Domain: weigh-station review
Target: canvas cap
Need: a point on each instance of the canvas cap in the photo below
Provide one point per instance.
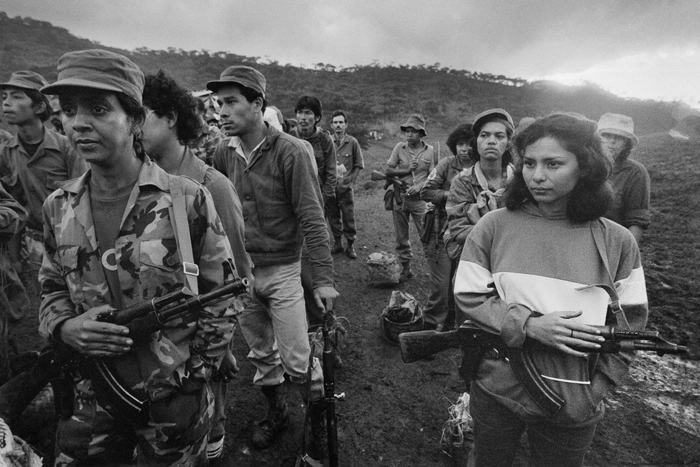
(26, 79)
(524, 123)
(98, 69)
(480, 119)
(417, 122)
(618, 124)
(243, 75)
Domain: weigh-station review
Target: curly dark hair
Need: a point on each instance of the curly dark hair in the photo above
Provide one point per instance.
(167, 99)
(474, 153)
(136, 112)
(462, 134)
(592, 195)
(37, 99)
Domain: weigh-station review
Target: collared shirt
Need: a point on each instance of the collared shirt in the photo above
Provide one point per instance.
(401, 158)
(281, 203)
(324, 152)
(149, 265)
(31, 179)
(12, 216)
(236, 144)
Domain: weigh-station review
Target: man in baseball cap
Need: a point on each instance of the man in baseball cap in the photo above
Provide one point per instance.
(32, 164)
(629, 178)
(411, 161)
(112, 242)
(281, 200)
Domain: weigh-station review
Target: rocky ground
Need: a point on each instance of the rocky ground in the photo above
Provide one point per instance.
(392, 414)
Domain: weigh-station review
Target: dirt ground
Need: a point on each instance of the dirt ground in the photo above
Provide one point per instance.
(392, 414)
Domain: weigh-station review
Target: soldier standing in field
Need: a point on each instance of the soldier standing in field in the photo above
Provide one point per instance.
(629, 178)
(112, 240)
(411, 161)
(350, 163)
(273, 175)
(309, 113)
(171, 124)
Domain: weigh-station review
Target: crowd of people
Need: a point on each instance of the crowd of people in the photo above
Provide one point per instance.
(118, 188)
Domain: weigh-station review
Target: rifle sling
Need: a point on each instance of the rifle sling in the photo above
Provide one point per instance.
(182, 234)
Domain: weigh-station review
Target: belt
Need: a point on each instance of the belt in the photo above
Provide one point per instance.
(34, 234)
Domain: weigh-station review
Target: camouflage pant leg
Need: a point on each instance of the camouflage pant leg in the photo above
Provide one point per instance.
(219, 420)
(91, 436)
(177, 429)
(176, 433)
(32, 254)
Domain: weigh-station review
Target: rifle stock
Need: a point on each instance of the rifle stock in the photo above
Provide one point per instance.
(473, 340)
(421, 344)
(329, 390)
(377, 176)
(17, 393)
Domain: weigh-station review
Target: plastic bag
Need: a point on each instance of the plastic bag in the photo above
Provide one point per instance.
(383, 268)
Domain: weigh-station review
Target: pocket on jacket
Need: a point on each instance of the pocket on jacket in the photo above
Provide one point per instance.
(71, 272)
(158, 257)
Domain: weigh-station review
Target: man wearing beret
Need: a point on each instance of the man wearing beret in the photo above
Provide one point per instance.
(412, 162)
(281, 199)
(123, 234)
(32, 163)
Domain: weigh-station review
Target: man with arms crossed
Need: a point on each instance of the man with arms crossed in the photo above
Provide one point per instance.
(350, 163)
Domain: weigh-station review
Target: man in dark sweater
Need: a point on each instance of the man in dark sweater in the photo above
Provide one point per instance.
(275, 180)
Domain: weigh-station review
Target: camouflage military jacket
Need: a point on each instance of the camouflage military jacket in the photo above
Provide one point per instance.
(29, 180)
(149, 265)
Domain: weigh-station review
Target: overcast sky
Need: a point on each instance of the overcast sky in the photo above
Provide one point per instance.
(633, 48)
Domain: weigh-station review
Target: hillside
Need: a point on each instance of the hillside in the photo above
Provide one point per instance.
(375, 96)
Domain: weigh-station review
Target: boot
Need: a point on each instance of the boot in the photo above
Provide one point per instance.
(317, 430)
(406, 272)
(277, 419)
(338, 247)
(350, 251)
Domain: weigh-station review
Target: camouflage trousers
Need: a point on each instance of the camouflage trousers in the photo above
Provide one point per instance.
(174, 432)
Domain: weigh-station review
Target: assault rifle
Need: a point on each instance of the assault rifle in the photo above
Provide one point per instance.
(378, 176)
(142, 319)
(474, 342)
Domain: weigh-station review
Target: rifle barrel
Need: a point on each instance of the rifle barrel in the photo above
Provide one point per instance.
(329, 389)
(128, 314)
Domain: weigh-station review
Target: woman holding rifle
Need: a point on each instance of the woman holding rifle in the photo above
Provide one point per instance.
(541, 274)
(122, 234)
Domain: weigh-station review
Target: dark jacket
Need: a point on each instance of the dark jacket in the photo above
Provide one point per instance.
(324, 152)
(280, 199)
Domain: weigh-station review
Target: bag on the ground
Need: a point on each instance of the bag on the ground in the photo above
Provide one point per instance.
(383, 268)
(404, 314)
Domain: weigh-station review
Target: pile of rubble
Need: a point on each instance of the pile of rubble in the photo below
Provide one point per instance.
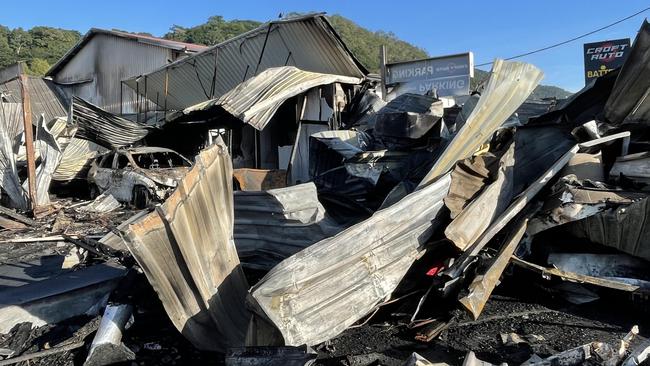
(377, 237)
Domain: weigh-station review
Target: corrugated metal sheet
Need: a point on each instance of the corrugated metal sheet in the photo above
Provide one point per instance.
(76, 160)
(105, 128)
(187, 252)
(11, 72)
(509, 85)
(319, 292)
(476, 217)
(50, 156)
(256, 100)
(44, 97)
(97, 69)
(12, 116)
(147, 40)
(8, 172)
(275, 224)
(309, 43)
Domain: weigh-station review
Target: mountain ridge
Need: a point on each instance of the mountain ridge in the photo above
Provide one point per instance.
(41, 47)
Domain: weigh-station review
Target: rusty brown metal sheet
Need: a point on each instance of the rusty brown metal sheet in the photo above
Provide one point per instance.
(29, 142)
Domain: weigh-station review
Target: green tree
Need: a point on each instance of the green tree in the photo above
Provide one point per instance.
(38, 66)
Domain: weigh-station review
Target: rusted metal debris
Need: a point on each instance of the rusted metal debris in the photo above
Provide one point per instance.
(346, 207)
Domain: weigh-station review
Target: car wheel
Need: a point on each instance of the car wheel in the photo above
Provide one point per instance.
(141, 197)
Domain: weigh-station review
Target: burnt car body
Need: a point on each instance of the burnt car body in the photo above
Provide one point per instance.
(140, 176)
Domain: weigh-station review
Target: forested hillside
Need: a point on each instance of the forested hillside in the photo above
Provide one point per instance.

========================

▸ Problem details: Each line of the data is to be duplicated exactly; pictures stay out of the copy.

▸ Written response:
Domain: weigh-station review
Target: canvas cap
Need: a point on each instance of the canvas cap in the photo below
Provide one point per instance.
(26, 79)
(524, 123)
(98, 69)
(480, 119)
(417, 122)
(618, 124)
(243, 75)
Domain: weigh-station review
Target: curly dark hair
Need: a point on each instance of the curly dark hair in the photo above
Provide one point per instance.
(167, 99)
(474, 153)
(136, 112)
(462, 134)
(592, 195)
(37, 99)
Domain: weigh-station review
Target: collared shirt
Need: a point on each instance of the collared shirt in the photo above
Provide one point per instance.
(401, 158)
(281, 203)
(324, 152)
(149, 265)
(31, 179)
(12, 216)
(236, 144)
Domain: weigh-station review
Target: man in baseball cap
Need: a point on each instance of the man in baseball cap in the photo above
Provide one point per instance.
(32, 164)
(629, 178)
(411, 161)
(112, 242)
(281, 200)
Domain: weigh-station review
Target: rocky ground
Need: a point on each instance of the rocky ground in the photo above
Provide one point per instance.
(392, 414)
Domain: weigh-station review
Target: dirt ground
Need: a point on each instance of the dirt ground in the photo above
Provide one point per instance.
(392, 414)
Domain: weigh-station review
Target: soldier standing in field
Need: a point on each instance of the soldier standing in field in the photo above
Provide one point per instance.
(629, 178)
(112, 240)
(411, 161)
(350, 163)
(273, 175)
(309, 113)
(171, 124)
Domain: weigh-station review
Target: crowd of people
Need: a point on each instance of the crowd of people in the photo above
Provide one point per instance.
(118, 188)
Domain: weigh-station review
Target: rifle sling
Need: a point on each instance of the rifle sling in the photo above
Provide one point per instance.
(182, 234)
Domain: weigh-station review
Target: belt
Need: a point on each instance of the belt in the photo above
Provide one point per instance.
(34, 234)
Domain: weigh-station review
Target: camouflage pant leg
Need: a point on each instance of the camouflage pant leg in the photo above
Provide one point per instance.
(219, 420)
(91, 436)
(177, 429)
(176, 433)
(32, 254)
Domain: weigh-station review
Target: rifle stock
Need: a point on each instance of the rifle stock in the photo above
Provide one point per instance.
(473, 340)
(421, 344)
(329, 390)
(377, 176)
(17, 393)
Domain: weigh-station review
Target: plastic bag
Need: a point on each instance of the plastic bag in the photo above
Provide one point per instance.
(383, 268)
Domain: weigh-station review
Target: pocket on jacket
Need: a point on each instance of the pocket on jacket in the photo above
Provide one point per instance.
(71, 272)
(158, 257)
Domain: weigh-station review
Target: man wearing beret
Need: a point on each instance of the man wearing beret in the photo above
Provide one point per instance.
(412, 162)
(281, 199)
(123, 234)
(32, 163)
Domain: weigh-station review
Target: man with arms crossed
Need: a point on each instance of the man with arms crossed in the photo above
Provide one point per instance.
(350, 163)
Domain: weigh-station review
Target: man in dark sweater
Need: a point on each instance of the man in dark sweater in the photo above
Provide one point per instance.
(275, 180)
Domain: weigh-station review
Target: camouflage military jacket
Need: a point on each instance of the camouflage military jacket in the photo above
Provide one point per instance.
(29, 180)
(149, 265)
Domain: weigh-station review
Target: overcast sky
Need: a point on each instance of the overcast sky in the photo above
Provide one point per instance.
(633, 48)
Domain: weigh-station review
Target: hillside
Need: a point on each instance of the hillside in the photo above
Provide one point per instance.
(375, 96)
Domain: weigh-station review
Target: boot
Need: a point on each instance of the boot in the photo above
Provide one point per instance.
(317, 430)
(406, 272)
(277, 419)
(338, 247)
(350, 251)
Domain: weigh-station review
Target: camouflage trousers
Need: a point on each instance of the camouflage trousers in the photo above
Provide one point per instance.
(174, 432)
Domain: weigh-station review
Target: assault rifle
Need: a point on each instance of the assault rifle in the photo above
Provide one point per instance.
(378, 176)
(142, 319)
(474, 342)
Domain: weigh-station review
Target: rifle barrel
Need: a point on each instance of the rifle barrel in the photo above
Provide one point per instance.
(329, 389)
(128, 314)
Domain: weigh-station review
Target: woman holding rifle
Need: a point on each instance of the woman holding rifle in the photo above
Provide one point per instance.
(541, 274)
(122, 234)
Domain: weigh-station review
Target: dark jacket
Need: a point on each instance of the dark jacket in the photo above
Provide one point per instance.
(324, 152)
(280, 199)
Domain: weigh-station review
Target: bag on the ground
Need: a point on each instance of the bag on the ground in the photo above
Provide one point per instance.
(383, 268)
(404, 314)
Domain: weigh-station review
Target: pile of rubble
Need: a point on each instance of the pile of rubble in the photo below
Provide one point per instance.
(377, 237)
Domain: weigh-station review
Target: corrugated metal sheet
Need: a point on each instance of the corrugated metal sheet in the photo above
Provide one point per instance.
(76, 160)
(105, 128)
(187, 252)
(11, 72)
(509, 85)
(319, 292)
(476, 217)
(50, 156)
(256, 100)
(44, 97)
(97, 69)
(12, 116)
(147, 40)
(8, 172)
(275, 224)
(309, 43)
Domain: weigh-station review
Target: mountain ridge
Need: a point on each instance of the mountain ridge in the photo above
Provide one point per instance.
(41, 47)
Domain: weigh-station review
Target: rusty brown metal sheet
Need: a point on each instance of the rusty brown metal sheet in the photo above
Provide one point per instance.
(29, 142)
Domain: weigh-station review
Target: green tree
Need: a point on each instance of the green tree in the photo above
Provide one point per instance.
(38, 66)
Domain: weigh-station review
Target: rusted metal debris
Need: a point on each instance of the rusted metal debris in the photo above
Provide one point per instance.
(346, 207)
Domain: weigh-station review
Target: car wheel
Need: a point on each instance of the car wheel in the photo above
Provide one point per instance.
(141, 197)
Domain: weigh-station review
Target: burnt car body
Need: a point on each instance of the burnt car body in the photo above
Provide one point per instance.
(140, 176)
Domain: weigh-station review
Target: forested hillside
Need: a point on each instance of the forested hillside in the photo above
Provide one point per instance.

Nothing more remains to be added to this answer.